> 課題:
• A. NSW州の国際投資戦略についての本文で、主要な成長産業として焦点を当てるとされている分野をすべて挙げよ。
• B. NSW州の国際投資戦略についての本文を、最後の文の後から書き継げ。

ニューサウスウェールズ州政府、国際投資戦略「グローバルNSW」を策定

(オーストラリア)

シドニー発

2019年12月16日

オーストラリアの最大都市シドニーを州都とするニューサウスウェールズ(NSW)州政府は12月4日、海外からさらなる投資を呼び込み、同州経済を強化するための国際投資戦略「グローバルNSW」を立ち上げたことを発表した。

「グローバルNSW」は、シドニーおよびNSW州をオーストラリアの国際ハブとして位置付け、3つの柱「コネクテッド」「スマート」「バイブラント(活気)」の下で、貿易の発展と多様化、ビジネス投資の活性化、イノベーションの促進、産業競争力の強化を目指す。特に、主要な成長産業として、健康、防衛・航空宇宙、アグリビジネス・食品、資源、インフラの各分野に焦点を当てる。

[ポイント位置特定データ]

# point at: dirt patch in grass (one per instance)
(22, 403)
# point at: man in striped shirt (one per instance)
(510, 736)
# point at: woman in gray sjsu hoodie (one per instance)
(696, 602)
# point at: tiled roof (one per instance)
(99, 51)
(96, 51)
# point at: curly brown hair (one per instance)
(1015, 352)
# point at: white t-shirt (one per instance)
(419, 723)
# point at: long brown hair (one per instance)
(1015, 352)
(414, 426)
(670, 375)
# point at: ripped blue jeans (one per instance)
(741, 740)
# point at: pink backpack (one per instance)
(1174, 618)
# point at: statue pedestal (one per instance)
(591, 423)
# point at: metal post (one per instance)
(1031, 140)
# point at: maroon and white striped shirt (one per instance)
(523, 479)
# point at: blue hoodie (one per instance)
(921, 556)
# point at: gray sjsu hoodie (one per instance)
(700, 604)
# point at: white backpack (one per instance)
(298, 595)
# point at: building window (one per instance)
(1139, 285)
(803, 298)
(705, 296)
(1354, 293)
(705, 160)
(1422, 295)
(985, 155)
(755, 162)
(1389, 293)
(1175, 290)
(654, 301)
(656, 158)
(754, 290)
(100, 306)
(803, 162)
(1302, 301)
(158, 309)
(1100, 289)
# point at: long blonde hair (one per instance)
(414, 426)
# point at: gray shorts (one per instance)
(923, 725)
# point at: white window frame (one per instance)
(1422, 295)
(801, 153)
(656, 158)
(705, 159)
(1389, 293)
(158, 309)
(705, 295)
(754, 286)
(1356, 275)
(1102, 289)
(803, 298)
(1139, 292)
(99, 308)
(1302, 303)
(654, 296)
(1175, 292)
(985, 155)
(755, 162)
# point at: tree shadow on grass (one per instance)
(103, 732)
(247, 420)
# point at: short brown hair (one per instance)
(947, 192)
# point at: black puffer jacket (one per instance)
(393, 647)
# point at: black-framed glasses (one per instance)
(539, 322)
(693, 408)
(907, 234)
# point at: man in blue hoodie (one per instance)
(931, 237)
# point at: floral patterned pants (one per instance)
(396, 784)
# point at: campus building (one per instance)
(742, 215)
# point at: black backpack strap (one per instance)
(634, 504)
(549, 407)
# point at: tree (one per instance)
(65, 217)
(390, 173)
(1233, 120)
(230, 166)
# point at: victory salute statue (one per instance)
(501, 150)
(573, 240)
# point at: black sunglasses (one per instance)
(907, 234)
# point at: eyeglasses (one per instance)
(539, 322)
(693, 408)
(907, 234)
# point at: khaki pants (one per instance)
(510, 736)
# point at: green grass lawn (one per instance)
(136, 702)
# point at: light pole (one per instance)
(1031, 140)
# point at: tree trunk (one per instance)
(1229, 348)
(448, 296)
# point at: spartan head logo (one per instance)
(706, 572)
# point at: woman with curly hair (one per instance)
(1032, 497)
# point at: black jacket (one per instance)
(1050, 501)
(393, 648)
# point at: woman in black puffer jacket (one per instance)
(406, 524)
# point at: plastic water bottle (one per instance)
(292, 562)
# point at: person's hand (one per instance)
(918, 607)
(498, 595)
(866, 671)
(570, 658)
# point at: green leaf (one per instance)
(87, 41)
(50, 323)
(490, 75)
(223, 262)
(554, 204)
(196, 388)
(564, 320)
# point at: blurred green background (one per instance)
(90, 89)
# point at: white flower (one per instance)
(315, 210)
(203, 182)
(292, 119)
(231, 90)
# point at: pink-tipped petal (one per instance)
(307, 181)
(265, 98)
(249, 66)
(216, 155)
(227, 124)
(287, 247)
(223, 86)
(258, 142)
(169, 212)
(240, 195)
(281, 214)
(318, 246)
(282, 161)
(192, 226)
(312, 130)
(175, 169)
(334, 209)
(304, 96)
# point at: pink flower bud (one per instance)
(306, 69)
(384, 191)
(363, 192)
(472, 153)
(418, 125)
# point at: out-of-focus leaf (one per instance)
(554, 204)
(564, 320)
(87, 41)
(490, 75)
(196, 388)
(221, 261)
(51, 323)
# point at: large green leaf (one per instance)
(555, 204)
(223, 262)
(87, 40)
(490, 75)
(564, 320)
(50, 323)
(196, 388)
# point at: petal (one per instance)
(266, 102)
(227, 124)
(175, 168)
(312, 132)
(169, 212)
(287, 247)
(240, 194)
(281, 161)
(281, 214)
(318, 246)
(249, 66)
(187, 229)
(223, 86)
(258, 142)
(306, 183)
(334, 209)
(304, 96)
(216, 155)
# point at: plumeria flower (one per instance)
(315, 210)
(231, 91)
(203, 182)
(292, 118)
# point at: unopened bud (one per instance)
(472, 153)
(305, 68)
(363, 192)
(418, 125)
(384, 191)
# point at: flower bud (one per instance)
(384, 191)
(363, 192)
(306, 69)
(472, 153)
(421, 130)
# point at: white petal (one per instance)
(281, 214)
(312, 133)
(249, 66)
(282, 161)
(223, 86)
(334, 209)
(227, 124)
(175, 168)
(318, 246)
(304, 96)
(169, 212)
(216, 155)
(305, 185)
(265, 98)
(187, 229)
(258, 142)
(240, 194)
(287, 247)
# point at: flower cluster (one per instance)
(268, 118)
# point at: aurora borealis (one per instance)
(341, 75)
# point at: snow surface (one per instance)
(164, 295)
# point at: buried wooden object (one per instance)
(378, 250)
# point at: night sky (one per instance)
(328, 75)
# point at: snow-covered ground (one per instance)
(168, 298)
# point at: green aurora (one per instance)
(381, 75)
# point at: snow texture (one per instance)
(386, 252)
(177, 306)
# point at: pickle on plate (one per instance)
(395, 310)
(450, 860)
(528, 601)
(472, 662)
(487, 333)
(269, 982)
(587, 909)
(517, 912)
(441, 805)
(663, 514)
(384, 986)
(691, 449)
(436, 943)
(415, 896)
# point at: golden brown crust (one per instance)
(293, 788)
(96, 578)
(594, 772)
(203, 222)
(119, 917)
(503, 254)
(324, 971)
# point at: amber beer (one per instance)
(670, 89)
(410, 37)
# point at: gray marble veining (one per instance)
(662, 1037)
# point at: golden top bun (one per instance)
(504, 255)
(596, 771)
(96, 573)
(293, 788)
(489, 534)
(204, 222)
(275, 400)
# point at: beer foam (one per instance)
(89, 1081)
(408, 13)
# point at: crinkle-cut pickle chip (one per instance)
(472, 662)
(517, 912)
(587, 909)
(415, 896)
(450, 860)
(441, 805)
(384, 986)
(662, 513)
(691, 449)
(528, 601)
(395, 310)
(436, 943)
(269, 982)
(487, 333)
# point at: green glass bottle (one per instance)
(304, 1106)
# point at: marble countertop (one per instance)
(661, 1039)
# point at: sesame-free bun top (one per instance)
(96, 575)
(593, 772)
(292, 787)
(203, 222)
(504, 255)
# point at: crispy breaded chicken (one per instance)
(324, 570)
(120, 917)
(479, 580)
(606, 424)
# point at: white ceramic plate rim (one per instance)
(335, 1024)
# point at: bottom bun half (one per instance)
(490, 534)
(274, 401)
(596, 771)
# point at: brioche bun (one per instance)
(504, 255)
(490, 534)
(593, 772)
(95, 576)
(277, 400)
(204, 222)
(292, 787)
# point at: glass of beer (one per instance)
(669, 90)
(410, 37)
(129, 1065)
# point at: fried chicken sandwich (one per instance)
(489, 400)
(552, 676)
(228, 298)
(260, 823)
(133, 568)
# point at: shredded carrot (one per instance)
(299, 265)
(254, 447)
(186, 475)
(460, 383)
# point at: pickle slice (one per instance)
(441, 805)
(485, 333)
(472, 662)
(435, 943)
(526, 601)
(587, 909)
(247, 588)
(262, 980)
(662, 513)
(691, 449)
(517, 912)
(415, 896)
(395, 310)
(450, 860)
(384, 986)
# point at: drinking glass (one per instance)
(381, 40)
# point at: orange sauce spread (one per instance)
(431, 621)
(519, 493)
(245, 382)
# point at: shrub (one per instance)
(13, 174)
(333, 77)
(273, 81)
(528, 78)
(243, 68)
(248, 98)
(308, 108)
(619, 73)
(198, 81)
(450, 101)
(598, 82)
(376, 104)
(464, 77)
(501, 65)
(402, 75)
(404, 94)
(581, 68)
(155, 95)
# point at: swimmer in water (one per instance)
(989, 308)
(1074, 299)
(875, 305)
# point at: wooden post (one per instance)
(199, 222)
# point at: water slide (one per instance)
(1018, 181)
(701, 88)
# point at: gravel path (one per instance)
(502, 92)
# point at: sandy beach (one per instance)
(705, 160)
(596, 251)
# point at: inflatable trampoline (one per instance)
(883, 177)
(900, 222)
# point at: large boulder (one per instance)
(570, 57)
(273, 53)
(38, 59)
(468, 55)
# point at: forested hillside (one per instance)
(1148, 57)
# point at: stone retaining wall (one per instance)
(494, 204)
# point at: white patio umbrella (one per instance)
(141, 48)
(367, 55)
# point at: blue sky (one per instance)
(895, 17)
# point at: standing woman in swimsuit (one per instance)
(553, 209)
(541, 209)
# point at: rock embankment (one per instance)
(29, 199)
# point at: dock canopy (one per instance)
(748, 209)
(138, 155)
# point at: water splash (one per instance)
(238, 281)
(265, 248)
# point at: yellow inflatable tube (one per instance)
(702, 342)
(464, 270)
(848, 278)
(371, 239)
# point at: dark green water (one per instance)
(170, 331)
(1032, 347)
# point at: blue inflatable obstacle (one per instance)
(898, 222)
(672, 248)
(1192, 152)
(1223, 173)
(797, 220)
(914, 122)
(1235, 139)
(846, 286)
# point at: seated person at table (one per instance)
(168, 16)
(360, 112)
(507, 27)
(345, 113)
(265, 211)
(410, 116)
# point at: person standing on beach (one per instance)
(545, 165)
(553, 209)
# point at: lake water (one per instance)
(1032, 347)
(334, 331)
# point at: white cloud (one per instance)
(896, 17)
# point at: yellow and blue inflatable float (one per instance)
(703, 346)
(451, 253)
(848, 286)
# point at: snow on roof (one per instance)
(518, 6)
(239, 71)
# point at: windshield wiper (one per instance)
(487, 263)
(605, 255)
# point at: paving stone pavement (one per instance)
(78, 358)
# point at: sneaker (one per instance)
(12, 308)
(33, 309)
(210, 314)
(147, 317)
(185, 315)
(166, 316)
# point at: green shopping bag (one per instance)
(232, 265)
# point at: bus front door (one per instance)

> 解答:
• A. 健康、防衛・航空宇宙、アグリビジネス・食品、資源、インフラ

• B.
また、戦略の一環として、NSW州が設置する海外事務所を11カ所から21カ所に増設するとともに、既存の主要事務所では、州政府代表(ロンドン)や上級委員(東京、上海、ニューヨーク、シンガポール、ムンバイ)を新たに任命する。

NSW州のグラディス・ベレジクリアン首相は、西シドニー空港都市(エアロトロポリス)計画において、これまで17の覚書(MOU)を締結したことを例に挙げ、「外国投資によって質の高い雇用が創出される」と強調した。また、ジョン・バリラロNSW州副首相兼貿易相は、「NSW州は何十年もの間、観光地として世界的な成功を収めてきたが、今こそ同州を最先端のビジネスやイノベーションの集積地としてアピールする時だ」と力説した。

さらに、ドミニク・ペロテットNSW州財務相は「NSW州の経済発展のためには、中国、東南アジア、インドへの市場拡大と、日本、米国、欧州など先進国市場への輸出品目の多様化が重要だ」として、「メドテック(注)、サイバーセキュリティ、宇宙、次世代製造、量子コンピューティング、ブロックチェーンなどの分野での成長を目指す」と述べた。

(注)医療とIT技術を組み合わせたサービスのこと。